_Task details:_ Copy every one of the items below word for word, leaving out the pictures.
>> Start Records for this task
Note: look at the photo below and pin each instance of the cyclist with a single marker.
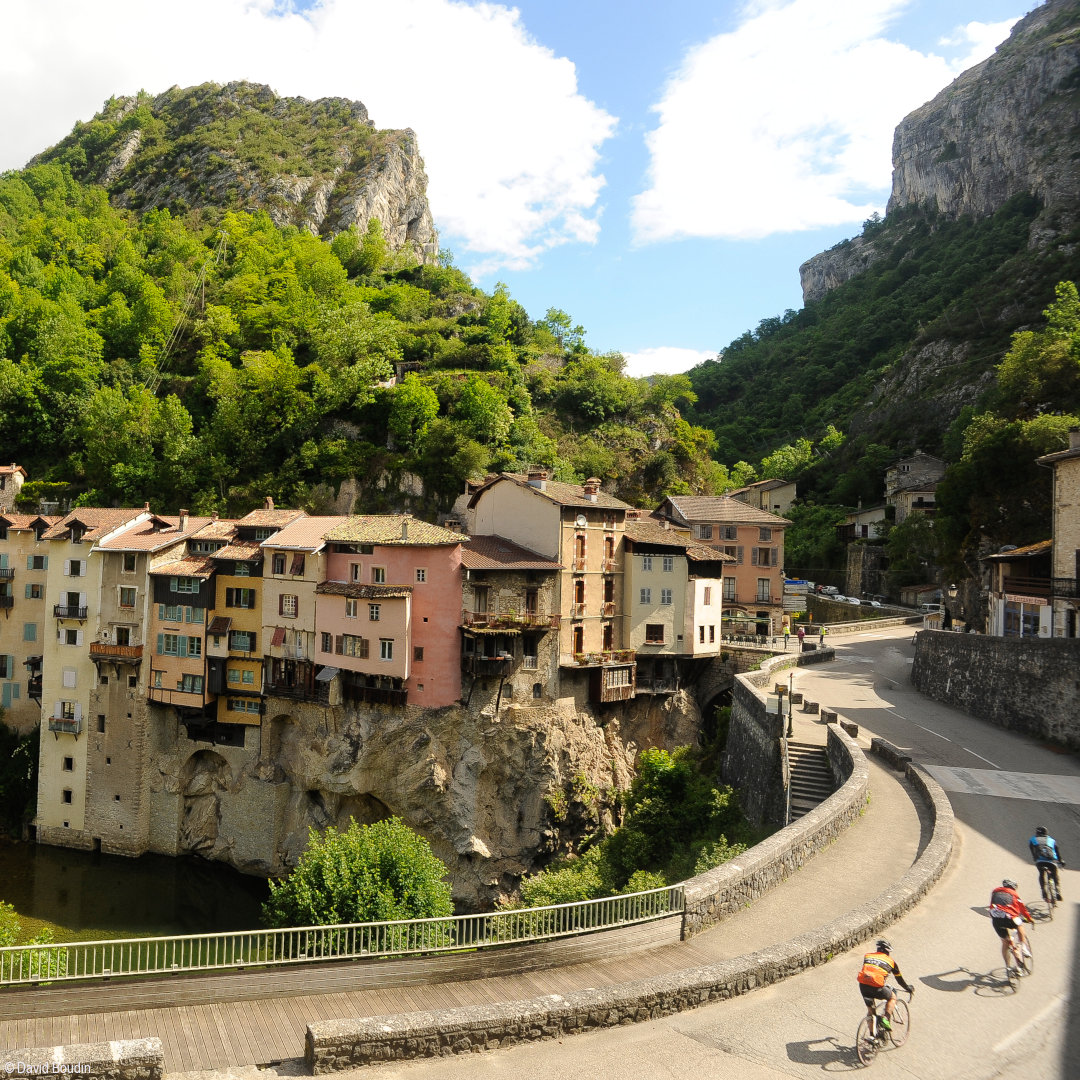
(1047, 855)
(1008, 912)
(877, 967)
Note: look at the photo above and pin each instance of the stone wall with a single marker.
(131, 1060)
(1024, 685)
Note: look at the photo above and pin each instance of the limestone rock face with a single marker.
(1003, 127)
(318, 165)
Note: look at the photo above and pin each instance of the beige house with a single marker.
(1065, 568)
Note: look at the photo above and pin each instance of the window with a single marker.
(350, 645)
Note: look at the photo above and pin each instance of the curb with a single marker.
(339, 1044)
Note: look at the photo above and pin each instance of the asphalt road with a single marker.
(967, 1024)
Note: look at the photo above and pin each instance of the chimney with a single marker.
(538, 477)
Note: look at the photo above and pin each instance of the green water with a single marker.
(85, 896)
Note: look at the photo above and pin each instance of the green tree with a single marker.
(365, 874)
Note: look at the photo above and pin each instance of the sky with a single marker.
(657, 171)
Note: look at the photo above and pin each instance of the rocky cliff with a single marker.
(319, 165)
(1006, 126)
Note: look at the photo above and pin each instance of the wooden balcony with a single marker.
(116, 653)
(509, 620)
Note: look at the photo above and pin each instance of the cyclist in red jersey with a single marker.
(1008, 912)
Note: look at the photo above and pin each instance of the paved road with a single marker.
(966, 1025)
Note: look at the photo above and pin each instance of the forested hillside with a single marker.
(275, 382)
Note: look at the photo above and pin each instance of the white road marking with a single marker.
(1037, 786)
(1055, 1004)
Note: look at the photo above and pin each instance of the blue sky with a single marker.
(659, 172)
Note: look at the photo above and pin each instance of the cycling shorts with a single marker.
(1003, 926)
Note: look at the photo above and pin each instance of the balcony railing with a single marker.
(487, 666)
(121, 653)
(67, 611)
(509, 620)
(601, 659)
(1029, 586)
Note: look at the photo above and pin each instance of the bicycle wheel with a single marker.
(865, 1043)
(901, 1024)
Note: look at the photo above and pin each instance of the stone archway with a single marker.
(204, 778)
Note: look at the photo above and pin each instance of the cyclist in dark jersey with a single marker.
(877, 967)
(1047, 855)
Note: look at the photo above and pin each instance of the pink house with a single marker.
(388, 613)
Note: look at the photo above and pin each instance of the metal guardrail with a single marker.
(22, 964)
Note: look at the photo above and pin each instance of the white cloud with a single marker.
(664, 360)
(786, 123)
(511, 146)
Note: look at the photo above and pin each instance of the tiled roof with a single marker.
(246, 551)
(145, 537)
(191, 567)
(365, 592)
(305, 534)
(96, 521)
(1029, 551)
(497, 553)
(564, 495)
(401, 529)
(724, 510)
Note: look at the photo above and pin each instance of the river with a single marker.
(84, 896)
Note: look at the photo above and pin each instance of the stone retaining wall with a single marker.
(131, 1060)
(1029, 685)
(341, 1044)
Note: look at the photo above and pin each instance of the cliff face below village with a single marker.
(318, 165)
(1006, 126)
(497, 796)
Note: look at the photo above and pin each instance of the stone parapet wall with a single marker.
(348, 1043)
(131, 1060)
(1029, 685)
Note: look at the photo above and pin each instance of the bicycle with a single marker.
(873, 1036)
(1025, 963)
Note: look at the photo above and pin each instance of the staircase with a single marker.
(811, 777)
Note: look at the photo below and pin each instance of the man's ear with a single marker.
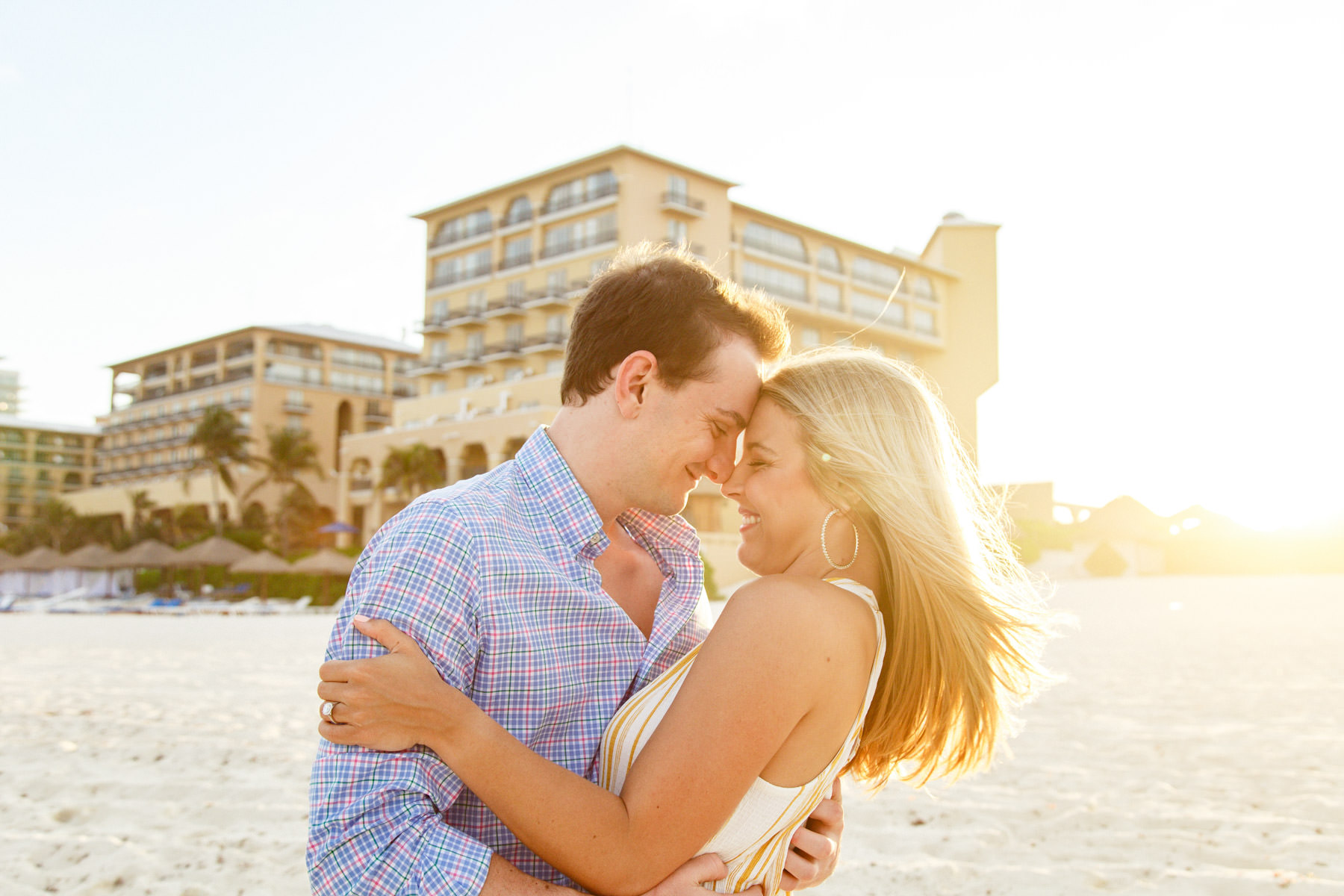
(632, 379)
>> End Records for this task
_Output for this exercise:_
Note: look at the photo below and pin each instance of the cyclist with a single marker.
(1047, 855)
(1008, 912)
(877, 967)
Note: look at the photo above and pin each instance of the stone wall with a single marker.
(131, 1060)
(1024, 685)
Note: look at the photo above and pin each instance of the limestone rock face with a single marker.
(1003, 127)
(318, 165)
Note: look at the photo above and pin each instance of the beige house with a single marker.
(1065, 568)
Note: look at the photo above and pin each instance of the window with a single marker.
(350, 645)
Note: look at the photo above and pin each instance of the curb with a single marker.
(339, 1044)
Note: look at the photo above and pin each instance of the asphalt road with a single marker.
(967, 1024)
Note: look at the photo above and pin each instance of the chimney with a single marker.
(538, 477)
Note: look at the photo above and pin each instance of the green water with a single marker.
(85, 896)
Note: look at the photo above and pin each instance of the green tree with a single marker.
(365, 874)
Note: look at the photo above and pin each instance of the sky with a single marker.
(657, 171)
Note: look at the photo above and pin each instance of the rocky cliff with a single marker.
(319, 165)
(1006, 126)
Note: look at the photo above and pin each instance of the wooden balcony with a single marker.
(116, 653)
(509, 620)
Note: look at the photo above and pin each instance of the cyclist in red jersey with a single marker.
(1008, 912)
Note: look at the photo above and pin each instance of the paved road with a single marker.
(966, 1025)
Note: look at the photo above and pin each instance of the forested hillside with a single marker.
(275, 382)
Note: look at the photo above and pin each instance of the white road marking with a single marker.
(1037, 786)
(1055, 1004)
Note: look at the photo above and pin each instance of the blue sky with a single marker.
(659, 172)
Note: look at the photo above and pin each instance of the cycling shorts with a single marker.
(1003, 926)
Note: look at the photo above and pin each instance of the balcony railing with a single marker.
(487, 666)
(121, 653)
(67, 611)
(509, 620)
(601, 659)
(1029, 586)
Note: look at the photo above and pin each instance of the bicycle wheel with a single marker.
(865, 1043)
(901, 1024)
Note: look at the photo above and pin each instance of the stone archway with a single marker.
(204, 778)
Note: look at the photo above and pin each instance of the cyclist in dark jersey with a single marker.
(877, 967)
(1047, 855)
Note: look at the photo above and pin each instance of the pink house with a single marker.
(388, 613)
Note: look at the photo above and pin each instance of the metal guardrail with a single marker.
(22, 964)
Note: look at the photo above and pin each instance of the white cloud with a single marker.
(664, 360)
(786, 123)
(511, 146)
Note: look at the photo above and pin each instance of the tiled roof with a single marker.
(246, 551)
(145, 537)
(191, 567)
(365, 592)
(305, 534)
(96, 521)
(1029, 551)
(497, 553)
(564, 495)
(401, 529)
(724, 510)
Note: look at the photo above and pin each instance of the river with a single marker.
(84, 896)
Note: look at the photo above and pin each instance of the stone retaining wall with a single marker.
(131, 1060)
(1029, 685)
(341, 1044)
Note: look at the photo above and pin each instance of the cliff face below village with a single marker.
(318, 165)
(1006, 126)
(497, 796)
Note: look at the photo above and pin each instance of the stone parapet wall with a single marker.
(348, 1043)
(131, 1060)
(1029, 685)
Note: look at the photo above and pin each instance of the bicycle with a single marker.
(873, 1036)
(1025, 963)
Note: look at the photo above and pin each instance of the staircase with a single marker.
(811, 777)
Note: look at the photo below and pin each instance of the man's ear with a single marker.
(632, 379)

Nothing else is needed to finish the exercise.